• **Task brief**
Consider the listing below. Extract exactly the lines from the line containing "Note: spot the man with" to the line containing "Note: spot the stadium", both included.

┌─ Information provided

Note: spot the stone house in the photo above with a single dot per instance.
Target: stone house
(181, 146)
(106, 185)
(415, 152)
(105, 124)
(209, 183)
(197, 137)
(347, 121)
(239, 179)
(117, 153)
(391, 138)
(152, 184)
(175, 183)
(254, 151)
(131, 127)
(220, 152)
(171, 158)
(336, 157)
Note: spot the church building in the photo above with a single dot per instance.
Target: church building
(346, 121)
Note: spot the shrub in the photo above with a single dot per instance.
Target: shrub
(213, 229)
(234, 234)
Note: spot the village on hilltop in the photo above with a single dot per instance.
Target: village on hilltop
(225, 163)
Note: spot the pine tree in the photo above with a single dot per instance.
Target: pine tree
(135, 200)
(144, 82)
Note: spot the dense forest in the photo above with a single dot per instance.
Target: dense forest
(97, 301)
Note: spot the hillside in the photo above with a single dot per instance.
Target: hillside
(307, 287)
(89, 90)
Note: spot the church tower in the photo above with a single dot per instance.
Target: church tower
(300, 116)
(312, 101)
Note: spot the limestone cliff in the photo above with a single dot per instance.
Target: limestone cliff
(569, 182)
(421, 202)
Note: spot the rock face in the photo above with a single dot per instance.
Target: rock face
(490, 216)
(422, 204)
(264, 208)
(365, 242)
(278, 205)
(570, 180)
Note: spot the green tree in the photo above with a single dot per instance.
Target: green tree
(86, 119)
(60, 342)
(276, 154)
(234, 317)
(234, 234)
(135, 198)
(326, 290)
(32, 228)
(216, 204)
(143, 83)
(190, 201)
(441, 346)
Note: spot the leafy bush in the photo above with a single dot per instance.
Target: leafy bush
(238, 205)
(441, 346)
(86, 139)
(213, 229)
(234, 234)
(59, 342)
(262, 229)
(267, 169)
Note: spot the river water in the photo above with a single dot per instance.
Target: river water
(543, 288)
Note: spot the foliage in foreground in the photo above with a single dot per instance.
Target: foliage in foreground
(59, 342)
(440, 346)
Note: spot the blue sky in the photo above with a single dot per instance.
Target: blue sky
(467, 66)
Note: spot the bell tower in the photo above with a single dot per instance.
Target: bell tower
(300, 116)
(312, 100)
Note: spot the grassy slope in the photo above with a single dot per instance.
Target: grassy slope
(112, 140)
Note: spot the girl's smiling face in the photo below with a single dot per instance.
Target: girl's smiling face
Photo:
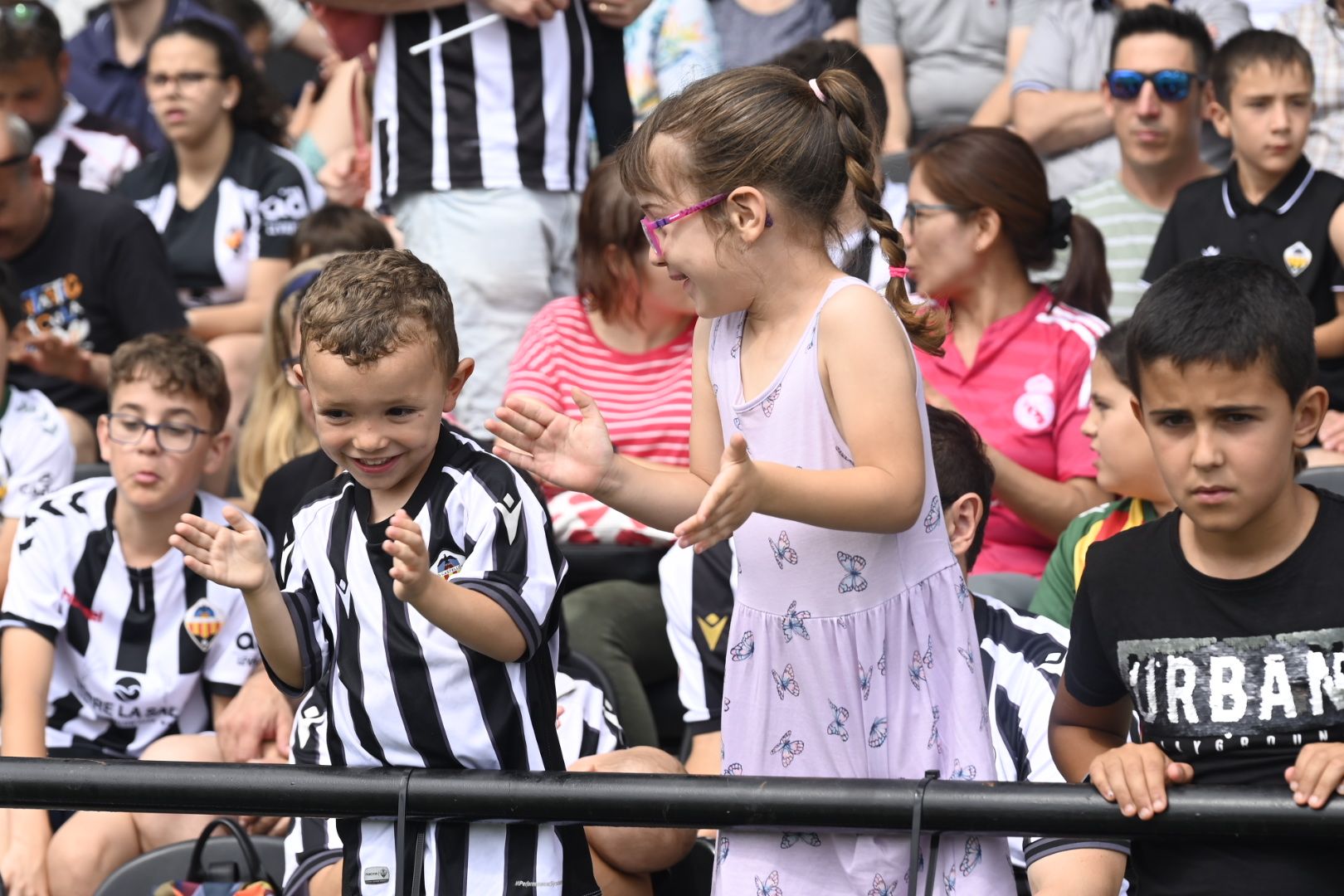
(702, 251)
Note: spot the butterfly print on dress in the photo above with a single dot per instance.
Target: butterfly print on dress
(788, 750)
(793, 622)
(839, 715)
(743, 649)
(852, 566)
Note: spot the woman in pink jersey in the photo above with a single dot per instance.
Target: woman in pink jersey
(1018, 353)
(626, 340)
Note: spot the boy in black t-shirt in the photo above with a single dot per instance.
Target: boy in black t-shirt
(1270, 203)
(1220, 624)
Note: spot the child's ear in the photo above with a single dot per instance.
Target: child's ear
(104, 442)
(1220, 117)
(1309, 414)
(749, 214)
(455, 382)
(962, 518)
(218, 453)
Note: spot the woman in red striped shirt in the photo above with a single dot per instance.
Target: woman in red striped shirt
(626, 340)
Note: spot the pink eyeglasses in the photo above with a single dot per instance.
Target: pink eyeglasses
(652, 227)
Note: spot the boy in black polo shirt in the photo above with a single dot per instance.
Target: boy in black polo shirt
(1220, 624)
(1270, 204)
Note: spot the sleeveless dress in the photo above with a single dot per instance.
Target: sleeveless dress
(851, 655)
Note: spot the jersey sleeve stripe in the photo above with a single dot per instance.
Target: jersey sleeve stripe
(15, 621)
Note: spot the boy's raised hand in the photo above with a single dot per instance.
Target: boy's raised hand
(234, 558)
(410, 558)
(572, 455)
(1317, 774)
(1136, 777)
(732, 499)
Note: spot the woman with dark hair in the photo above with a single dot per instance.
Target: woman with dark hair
(1018, 353)
(225, 195)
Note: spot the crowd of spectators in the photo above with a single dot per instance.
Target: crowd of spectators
(168, 197)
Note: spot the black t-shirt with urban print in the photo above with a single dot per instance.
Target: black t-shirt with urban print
(1233, 676)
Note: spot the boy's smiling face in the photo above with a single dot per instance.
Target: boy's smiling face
(1225, 438)
(381, 421)
(1268, 116)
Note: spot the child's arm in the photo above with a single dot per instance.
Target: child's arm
(1329, 336)
(472, 618)
(577, 455)
(24, 680)
(236, 558)
(1090, 740)
(1317, 776)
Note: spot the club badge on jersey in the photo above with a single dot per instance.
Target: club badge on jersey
(448, 564)
(202, 624)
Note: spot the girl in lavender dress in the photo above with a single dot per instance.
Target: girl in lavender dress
(854, 646)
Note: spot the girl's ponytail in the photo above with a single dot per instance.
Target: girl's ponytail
(843, 93)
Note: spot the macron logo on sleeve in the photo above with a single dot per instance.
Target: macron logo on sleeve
(509, 511)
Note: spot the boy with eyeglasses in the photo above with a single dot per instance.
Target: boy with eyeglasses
(1272, 203)
(110, 644)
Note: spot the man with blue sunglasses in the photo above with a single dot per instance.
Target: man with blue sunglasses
(1153, 95)
(1060, 88)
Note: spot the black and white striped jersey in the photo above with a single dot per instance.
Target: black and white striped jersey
(138, 650)
(698, 601)
(37, 455)
(1022, 657)
(587, 727)
(402, 692)
(86, 149)
(504, 106)
(254, 212)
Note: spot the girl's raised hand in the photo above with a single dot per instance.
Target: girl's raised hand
(234, 558)
(732, 499)
(572, 455)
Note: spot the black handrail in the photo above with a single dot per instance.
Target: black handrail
(660, 801)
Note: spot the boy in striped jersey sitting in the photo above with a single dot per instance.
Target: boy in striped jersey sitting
(1125, 466)
(110, 646)
(420, 587)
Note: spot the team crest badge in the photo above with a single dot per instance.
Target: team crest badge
(448, 564)
(202, 624)
(1298, 258)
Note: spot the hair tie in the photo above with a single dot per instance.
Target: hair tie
(1060, 223)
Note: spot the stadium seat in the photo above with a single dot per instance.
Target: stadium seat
(141, 874)
(1324, 477)
(1014, 589)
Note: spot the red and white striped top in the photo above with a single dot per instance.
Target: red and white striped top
(645, 399)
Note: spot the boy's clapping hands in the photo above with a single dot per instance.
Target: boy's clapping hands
(410, 558)
(1136, 777)
(1317, 774)
(234, 558)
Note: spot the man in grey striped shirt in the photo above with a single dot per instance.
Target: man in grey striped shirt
(1159, 143)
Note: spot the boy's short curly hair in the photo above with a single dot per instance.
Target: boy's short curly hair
(366, 305)
(173, 363)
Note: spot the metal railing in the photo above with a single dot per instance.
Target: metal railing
(659, 801)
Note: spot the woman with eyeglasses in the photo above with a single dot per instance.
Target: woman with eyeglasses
(225, 195)
(1018, 353)
(626, 340)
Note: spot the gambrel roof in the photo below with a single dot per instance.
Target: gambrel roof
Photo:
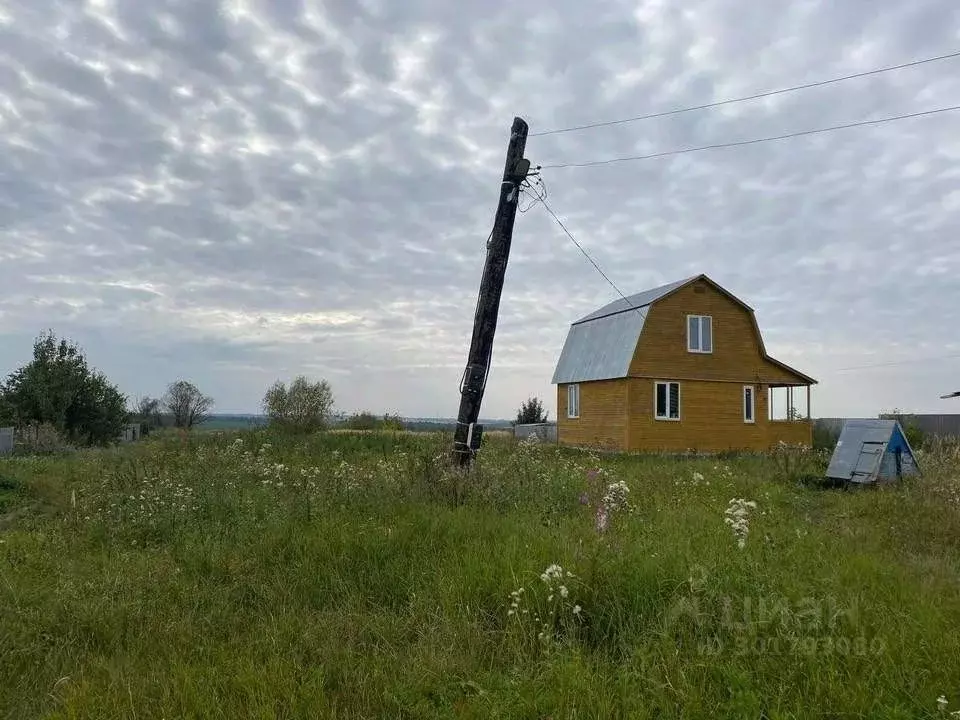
(600, 345)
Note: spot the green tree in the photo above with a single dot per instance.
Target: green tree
(57, 387)
(304, 406)
(187, 404)
(531, 411)
(147, 413)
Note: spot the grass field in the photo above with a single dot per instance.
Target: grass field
(350, 575)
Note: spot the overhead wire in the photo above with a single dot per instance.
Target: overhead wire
(617, 289)
(745, 98)
(752, 141)
(585, 253)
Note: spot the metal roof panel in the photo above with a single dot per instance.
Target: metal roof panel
(639, 300)
(600, 349)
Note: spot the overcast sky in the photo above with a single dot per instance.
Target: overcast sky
(236, 192)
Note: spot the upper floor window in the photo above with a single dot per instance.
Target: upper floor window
(699, 333)
(573, 401)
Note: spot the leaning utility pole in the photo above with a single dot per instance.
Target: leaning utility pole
(466, 437)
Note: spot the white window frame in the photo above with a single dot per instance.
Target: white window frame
(656, 387)
(573, 408)
(753, 404)
(699, 347)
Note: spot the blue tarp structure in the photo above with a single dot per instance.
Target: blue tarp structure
(869, 451)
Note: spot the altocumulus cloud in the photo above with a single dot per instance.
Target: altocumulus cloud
(239, 191)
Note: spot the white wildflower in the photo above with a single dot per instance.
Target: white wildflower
(737, 513)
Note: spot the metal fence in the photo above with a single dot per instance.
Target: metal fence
(543, 431)
(6, 441)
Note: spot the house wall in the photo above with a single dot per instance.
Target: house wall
(736, 355)
(603, 415)
(711, 419)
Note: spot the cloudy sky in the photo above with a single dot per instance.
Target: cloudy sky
(235, 192)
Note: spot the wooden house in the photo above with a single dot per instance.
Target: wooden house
(675, 368)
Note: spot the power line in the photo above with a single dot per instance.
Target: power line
(753, 141)
(585, 253)
(756, 96)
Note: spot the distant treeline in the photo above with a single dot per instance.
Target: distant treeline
(364, 420)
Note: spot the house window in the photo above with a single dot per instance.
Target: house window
(699, 333)
(573, 401)
(748, 403)
(667, 399)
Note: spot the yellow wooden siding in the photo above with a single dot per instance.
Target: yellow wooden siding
(736, 351)
(711, 419)
(603, 415)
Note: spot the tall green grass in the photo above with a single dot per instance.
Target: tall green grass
(354, 576)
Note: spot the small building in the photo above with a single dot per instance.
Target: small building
(131, 433)
(678, 367)
(6, 441)
(871, 450)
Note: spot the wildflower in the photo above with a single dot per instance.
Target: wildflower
(602, 519)
(616, 496)
(737, 518)
(553, 571)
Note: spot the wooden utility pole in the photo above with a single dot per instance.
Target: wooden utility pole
(467, 436)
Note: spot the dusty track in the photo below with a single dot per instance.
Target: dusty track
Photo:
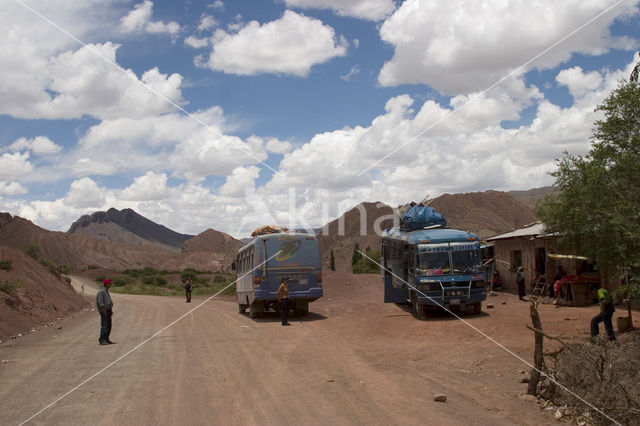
(353, 360)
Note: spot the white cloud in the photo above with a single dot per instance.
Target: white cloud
(12, 188)
(207, 22)
(355, 70)
(14, 166)
(139, 20)
(196, 43)
(578, 82)
(151, 186)
(84, 193)
(289, 45)
(40, 145)
(459, 46)
(373, 10)
(277, 146)
(217, 4)
(239, 180)
(167, 143)
(86, 82)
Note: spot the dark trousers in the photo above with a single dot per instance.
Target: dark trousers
(285, 310)
(521, 291)
(105, 326)
(608, 325)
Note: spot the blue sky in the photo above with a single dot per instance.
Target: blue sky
(230, 115)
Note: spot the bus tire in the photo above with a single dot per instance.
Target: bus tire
(418, 308)
(253, 312)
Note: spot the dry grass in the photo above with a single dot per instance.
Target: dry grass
(606, 374)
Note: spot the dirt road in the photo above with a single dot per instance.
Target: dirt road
(352, 360)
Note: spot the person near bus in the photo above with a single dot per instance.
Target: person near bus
(496, 282)
(606, 314)
(560, 273)
(283, 297)
(520, 282)
(187, 289)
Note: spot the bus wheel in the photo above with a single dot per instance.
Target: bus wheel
(253, 312)
(418, 308)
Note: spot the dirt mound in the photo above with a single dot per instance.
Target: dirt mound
(79, 252)
(31, 295)
(127, 226)
(485, 213)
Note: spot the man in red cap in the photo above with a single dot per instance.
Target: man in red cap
(105, 307)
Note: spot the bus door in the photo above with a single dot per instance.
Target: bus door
(297, 259)
(395, 291)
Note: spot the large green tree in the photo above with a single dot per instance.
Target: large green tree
(597, 209)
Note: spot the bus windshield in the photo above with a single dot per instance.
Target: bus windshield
(292, 250)
(447, 259)
(466, 262)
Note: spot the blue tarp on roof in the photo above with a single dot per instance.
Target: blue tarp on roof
(419, 217)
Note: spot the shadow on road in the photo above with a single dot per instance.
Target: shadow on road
(442, 315)
(275, 317)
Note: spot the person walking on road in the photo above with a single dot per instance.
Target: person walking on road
(105, 308)
(283, 297)
(520, 282)
(606, 314)
(187, 289)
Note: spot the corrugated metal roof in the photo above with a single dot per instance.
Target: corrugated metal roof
(533, 230)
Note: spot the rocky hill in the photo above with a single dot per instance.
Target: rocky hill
(31, 294)
(223, 247)
(485, 213)
(128, 227)
(532, 197)
(80, 251)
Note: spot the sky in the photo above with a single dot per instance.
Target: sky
(235, 114)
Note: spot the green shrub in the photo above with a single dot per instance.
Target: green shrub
(32, 250)
(10, 286)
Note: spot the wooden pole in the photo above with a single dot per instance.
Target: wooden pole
(538, 357)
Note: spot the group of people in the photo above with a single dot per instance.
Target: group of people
(105, 306)
(606, 300)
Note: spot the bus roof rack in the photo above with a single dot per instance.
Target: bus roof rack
(269, 229)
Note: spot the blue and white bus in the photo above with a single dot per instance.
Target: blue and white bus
(262, 263)
(433, 267)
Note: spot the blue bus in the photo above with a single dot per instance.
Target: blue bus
(442, 266)
(264, 262)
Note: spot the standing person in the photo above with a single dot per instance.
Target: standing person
(606, 313)
(520, 282)
(283, 297)
(496, 282)
(559, 274)
(187, 289)
(105, 308)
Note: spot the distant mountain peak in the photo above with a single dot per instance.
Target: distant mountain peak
(127, 226)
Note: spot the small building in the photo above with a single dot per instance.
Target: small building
(536, 251)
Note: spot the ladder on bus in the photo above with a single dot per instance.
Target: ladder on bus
(540, 288)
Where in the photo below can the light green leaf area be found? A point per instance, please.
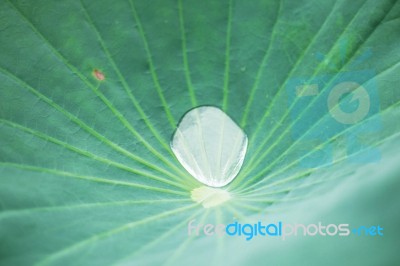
(91, 93)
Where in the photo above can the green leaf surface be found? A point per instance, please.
(92, 91)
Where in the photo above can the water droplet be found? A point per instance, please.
(99, 75)
(210, 146)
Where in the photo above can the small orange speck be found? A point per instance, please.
(98, 75)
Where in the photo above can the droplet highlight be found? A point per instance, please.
(210, 146)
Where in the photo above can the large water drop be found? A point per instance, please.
(210, 146)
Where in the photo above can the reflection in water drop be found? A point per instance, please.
(210, 146)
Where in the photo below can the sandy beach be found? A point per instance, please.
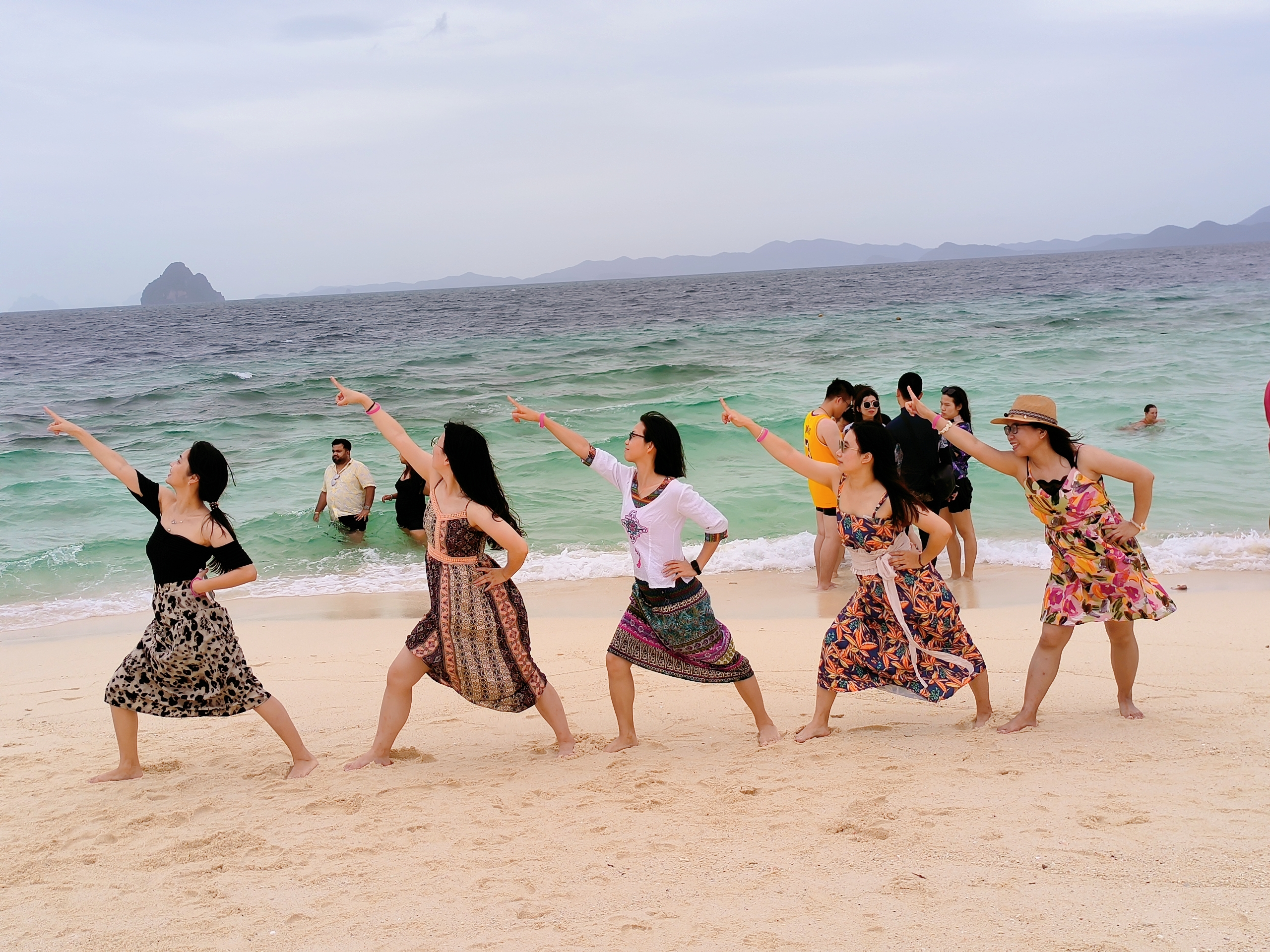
(905, 829)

└─

• **Task output**
Note: spot the man with blue sunglasses in the photo above with a single dot per instance.
Target: man with blue sunglasses
(1153, 95)
(1060, 88)
Note: spot the black and white striped jersey in the photo above with a single dot per instance.
Target: black and white striped jersey
(138, 650)
(698, 601)
(37, 455)
(1022, 657)
(587, 727)
(402, 692)
(86, 149)
(504, 106)
(254, 212)
Note: spot the girl's raised hand in the photo above with a single dot per instance.
Target: girl's raised hand
(234, 558)
(732, 499)
(572, 455)
Note: spot the black handrail in the photo above with a single dot per instance.
Target: black handrail
(660, 801)
Note: spot the boy in striped jersey sitting in the photo above with a single dot per instance.
Target: boy in striped jersey sitting
(1125, 466)
(110, 646)
(420, 587)
Note: spot the team crest badge in the photo above with a single dot per instance.
Target: team crest badge
(448, 564)
(202, 624)
(1298, 258)
Note: spot the hair tie in the photo above with a single dot per instance.
Target: hair tie
(1060, 223)
Note: spot the stadium seat in the photo above with a single dot per instance.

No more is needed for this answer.